*** Opening Given information ***

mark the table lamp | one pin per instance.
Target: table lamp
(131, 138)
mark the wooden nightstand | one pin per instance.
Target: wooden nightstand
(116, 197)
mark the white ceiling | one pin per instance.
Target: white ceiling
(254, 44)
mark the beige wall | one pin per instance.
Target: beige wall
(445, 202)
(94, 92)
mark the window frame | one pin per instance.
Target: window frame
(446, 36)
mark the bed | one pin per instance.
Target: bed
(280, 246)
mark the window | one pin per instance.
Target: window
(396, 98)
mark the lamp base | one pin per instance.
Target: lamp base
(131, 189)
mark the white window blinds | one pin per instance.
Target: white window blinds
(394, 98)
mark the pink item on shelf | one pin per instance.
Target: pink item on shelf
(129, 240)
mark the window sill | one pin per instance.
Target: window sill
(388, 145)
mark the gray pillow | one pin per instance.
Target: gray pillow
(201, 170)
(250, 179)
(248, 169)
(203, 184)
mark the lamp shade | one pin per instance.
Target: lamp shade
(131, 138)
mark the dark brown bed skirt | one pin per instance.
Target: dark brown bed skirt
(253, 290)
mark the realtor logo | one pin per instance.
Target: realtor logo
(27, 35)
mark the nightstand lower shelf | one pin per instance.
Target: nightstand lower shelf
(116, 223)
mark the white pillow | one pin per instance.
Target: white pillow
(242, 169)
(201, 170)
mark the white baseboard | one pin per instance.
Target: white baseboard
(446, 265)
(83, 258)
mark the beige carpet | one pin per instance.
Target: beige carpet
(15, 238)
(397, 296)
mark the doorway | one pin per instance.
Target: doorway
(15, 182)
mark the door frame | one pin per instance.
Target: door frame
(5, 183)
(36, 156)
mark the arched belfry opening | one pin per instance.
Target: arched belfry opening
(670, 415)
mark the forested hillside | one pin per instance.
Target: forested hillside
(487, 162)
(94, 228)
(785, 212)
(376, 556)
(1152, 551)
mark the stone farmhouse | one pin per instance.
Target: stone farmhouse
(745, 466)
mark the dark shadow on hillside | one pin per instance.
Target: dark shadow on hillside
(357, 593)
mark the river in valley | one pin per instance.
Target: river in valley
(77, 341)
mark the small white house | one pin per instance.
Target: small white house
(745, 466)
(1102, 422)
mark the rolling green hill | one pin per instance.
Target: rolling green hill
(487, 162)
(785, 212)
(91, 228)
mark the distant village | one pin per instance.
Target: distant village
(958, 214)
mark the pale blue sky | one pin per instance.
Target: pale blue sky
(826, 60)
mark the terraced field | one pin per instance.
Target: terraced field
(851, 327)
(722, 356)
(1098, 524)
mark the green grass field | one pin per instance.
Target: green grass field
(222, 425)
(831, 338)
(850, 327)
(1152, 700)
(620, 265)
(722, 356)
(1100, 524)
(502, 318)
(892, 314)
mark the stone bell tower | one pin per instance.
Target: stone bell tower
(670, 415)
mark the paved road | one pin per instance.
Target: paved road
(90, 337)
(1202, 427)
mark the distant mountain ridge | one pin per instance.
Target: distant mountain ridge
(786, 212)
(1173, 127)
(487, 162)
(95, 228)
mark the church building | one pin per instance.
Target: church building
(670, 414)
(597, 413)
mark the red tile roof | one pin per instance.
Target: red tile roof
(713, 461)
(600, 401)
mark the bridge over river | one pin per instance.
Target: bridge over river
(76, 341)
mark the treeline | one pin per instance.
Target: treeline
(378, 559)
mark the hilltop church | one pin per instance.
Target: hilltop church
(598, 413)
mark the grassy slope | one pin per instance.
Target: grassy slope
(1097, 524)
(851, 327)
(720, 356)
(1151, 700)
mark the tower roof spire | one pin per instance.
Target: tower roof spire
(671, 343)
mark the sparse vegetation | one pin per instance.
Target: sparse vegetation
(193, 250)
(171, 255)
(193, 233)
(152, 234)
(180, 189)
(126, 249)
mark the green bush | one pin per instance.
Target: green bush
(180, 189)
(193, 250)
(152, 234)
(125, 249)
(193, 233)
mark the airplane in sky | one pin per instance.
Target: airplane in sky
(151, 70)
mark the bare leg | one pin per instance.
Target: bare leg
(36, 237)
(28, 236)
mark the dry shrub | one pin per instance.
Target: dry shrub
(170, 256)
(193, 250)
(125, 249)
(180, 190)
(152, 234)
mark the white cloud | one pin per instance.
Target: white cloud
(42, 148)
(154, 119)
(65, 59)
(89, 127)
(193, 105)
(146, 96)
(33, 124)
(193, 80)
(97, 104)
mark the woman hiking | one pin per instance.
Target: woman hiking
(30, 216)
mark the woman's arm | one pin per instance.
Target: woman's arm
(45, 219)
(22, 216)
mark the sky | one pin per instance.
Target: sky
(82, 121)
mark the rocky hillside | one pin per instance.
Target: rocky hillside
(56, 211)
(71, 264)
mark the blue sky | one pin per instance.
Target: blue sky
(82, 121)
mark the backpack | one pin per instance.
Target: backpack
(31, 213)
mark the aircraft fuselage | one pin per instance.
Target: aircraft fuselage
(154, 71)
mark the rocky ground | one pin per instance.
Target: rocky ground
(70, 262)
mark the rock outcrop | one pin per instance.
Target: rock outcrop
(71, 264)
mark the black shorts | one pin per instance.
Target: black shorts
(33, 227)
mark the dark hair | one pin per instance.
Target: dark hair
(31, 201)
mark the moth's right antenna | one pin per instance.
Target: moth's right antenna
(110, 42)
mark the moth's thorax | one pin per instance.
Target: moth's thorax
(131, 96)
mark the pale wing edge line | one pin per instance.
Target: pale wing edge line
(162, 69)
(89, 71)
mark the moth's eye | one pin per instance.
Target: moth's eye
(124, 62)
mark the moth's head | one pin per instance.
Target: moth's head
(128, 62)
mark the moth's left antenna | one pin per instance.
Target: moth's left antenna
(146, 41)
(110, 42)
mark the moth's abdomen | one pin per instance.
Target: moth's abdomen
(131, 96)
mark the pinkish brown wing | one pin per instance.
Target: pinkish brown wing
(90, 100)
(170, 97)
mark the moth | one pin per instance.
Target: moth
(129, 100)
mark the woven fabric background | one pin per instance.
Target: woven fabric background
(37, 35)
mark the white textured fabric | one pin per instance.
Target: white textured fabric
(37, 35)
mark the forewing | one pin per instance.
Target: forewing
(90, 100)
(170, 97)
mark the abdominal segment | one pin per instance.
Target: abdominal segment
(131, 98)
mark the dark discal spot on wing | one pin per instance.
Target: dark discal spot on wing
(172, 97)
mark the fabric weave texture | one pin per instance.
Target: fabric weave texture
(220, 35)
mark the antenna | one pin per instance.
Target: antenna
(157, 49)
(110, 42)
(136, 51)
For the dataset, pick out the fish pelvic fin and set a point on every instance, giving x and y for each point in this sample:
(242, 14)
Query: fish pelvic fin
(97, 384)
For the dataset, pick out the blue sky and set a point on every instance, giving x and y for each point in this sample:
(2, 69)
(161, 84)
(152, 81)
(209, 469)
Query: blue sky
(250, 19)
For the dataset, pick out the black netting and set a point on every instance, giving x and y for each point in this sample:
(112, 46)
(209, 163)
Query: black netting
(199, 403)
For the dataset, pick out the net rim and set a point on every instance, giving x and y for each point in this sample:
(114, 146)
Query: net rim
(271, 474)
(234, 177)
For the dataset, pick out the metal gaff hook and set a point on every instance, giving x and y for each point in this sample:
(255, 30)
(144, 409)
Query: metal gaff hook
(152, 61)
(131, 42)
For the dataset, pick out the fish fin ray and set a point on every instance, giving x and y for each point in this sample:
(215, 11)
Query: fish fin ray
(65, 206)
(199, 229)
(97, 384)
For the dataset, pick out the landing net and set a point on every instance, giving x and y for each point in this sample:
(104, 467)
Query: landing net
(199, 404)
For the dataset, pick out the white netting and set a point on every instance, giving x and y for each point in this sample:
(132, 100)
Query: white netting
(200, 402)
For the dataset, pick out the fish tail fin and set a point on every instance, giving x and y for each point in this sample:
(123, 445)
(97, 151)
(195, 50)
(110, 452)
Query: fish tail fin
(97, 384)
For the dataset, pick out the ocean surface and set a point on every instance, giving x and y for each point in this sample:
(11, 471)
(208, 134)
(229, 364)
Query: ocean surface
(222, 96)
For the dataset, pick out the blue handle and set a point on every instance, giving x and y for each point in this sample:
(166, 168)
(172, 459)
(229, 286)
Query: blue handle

*** Closing Given information ***

> **Problem**:
What is needed is a verbatim copy of every line in the records above from the one containing "Target: distant mountain ridge" down to the one containing "mark the grassy slope | one pin per instance.", both included, and nothing more.

> **Result below**:
Target: distant mountain ridge
(786, 212)
(1173, 127)
(487, 162)
(95, 228)
mark the church building | one pin per instance.
Target: church building
(670, 414)
(597, 413)
mark the red tile roof | one pin per instance.
Target: red tile roof
(713, 461)
(600, 401)
mark the bridge over river | one pin per instance.
Target: bridge over river
(76, 341)
mark the treeline | one pin per instance.
Target: treeline
(378, 559)
mark the hilltop church | one pin per instance.
Target: hilltop church
(598, 413)
mark the grassy slope | one pin per instance.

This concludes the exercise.